►

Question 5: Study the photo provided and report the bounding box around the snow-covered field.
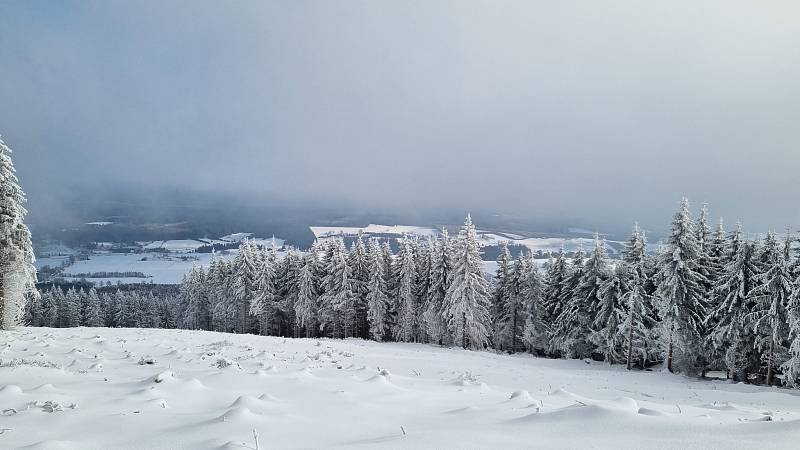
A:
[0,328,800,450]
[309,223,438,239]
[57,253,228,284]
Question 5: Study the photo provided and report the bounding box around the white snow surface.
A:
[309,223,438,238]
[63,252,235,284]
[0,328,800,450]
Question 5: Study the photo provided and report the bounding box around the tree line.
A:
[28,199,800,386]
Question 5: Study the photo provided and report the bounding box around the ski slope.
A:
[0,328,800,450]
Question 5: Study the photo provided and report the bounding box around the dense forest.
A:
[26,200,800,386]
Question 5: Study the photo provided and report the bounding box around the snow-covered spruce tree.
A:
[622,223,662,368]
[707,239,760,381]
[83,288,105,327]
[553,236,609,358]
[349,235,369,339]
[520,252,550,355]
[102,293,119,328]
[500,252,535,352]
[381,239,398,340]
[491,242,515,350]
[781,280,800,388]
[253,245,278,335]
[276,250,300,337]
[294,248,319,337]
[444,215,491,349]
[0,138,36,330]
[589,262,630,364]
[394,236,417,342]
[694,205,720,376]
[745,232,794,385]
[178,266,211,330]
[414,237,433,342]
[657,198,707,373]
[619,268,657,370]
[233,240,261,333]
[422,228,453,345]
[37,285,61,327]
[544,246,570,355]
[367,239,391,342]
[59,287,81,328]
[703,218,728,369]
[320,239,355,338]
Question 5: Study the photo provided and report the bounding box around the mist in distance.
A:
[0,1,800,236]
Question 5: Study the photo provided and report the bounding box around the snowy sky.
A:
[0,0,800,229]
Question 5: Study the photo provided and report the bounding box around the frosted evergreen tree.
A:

◄
►

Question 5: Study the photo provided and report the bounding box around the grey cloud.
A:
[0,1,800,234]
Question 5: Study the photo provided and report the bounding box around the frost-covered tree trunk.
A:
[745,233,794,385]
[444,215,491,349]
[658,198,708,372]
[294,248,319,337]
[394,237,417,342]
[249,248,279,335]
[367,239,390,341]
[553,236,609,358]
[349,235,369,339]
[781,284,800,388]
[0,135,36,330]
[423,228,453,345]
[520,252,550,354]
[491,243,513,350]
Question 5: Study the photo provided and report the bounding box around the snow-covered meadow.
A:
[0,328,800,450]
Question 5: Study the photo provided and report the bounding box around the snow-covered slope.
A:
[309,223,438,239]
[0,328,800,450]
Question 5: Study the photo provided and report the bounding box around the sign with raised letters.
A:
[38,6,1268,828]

◄

> Stated exercise
Please turn the records in the stretch from the line containing "the snow-covered field." through the line containing "[57,253,228,284]" into a two-column CSV with the header input,output. Give each record one row, putting its text and its answer each in a single quoted field with line breaks changed to spaces, and leave the pictures out.

> Problem solution
input,output
"Question 5: Study the photo provided and report the bounding box around the snow-covered field. A:","[0,328,800,450] [309,223,438,239] [57,253,228,284]"